● ENTRIES SUPPLIED
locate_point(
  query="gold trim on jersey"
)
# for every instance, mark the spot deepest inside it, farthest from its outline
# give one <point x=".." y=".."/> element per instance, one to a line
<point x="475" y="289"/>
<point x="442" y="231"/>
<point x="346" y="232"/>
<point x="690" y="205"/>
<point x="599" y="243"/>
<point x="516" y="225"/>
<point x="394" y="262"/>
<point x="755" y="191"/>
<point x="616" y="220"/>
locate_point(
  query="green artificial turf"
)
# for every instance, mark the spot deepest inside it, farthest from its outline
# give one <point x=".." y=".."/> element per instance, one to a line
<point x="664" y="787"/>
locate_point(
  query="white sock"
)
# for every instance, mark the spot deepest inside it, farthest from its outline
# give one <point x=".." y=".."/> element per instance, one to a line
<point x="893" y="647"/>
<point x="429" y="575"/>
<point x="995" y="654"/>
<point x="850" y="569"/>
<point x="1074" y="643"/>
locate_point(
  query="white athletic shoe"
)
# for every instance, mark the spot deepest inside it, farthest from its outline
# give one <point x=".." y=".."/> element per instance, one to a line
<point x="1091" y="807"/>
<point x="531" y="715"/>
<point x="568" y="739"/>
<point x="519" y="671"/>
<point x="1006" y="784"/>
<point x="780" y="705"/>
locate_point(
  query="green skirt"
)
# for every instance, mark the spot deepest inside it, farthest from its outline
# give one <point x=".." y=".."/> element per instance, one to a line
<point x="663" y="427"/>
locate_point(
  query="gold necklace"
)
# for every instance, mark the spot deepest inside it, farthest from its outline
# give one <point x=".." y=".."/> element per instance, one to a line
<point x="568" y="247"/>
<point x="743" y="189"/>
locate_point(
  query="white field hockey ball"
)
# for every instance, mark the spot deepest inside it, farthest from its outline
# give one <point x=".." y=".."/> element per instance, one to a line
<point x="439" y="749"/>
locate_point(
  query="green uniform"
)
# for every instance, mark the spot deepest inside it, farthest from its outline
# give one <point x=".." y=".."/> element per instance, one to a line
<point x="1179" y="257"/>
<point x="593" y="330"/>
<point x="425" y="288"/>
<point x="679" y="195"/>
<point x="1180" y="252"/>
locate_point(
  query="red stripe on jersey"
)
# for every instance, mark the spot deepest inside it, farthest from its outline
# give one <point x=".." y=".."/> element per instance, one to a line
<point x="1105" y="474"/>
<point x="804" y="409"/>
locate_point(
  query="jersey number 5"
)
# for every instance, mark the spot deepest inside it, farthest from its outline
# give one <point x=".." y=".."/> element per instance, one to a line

● PROMPT
Each line above that contains the string "query" should be identified and copied.

● WRITTEN RESPONSE
  query="gold trim on jersey"
  query="green artificial turf"
  query="white sock"
  query="white athletic shoe"
  query="green skirt"
  query="gold necklace"
  query="white field hockey ball"
  query="green uniform"
  query="red stripe on jersey"
  query="jersey number 5"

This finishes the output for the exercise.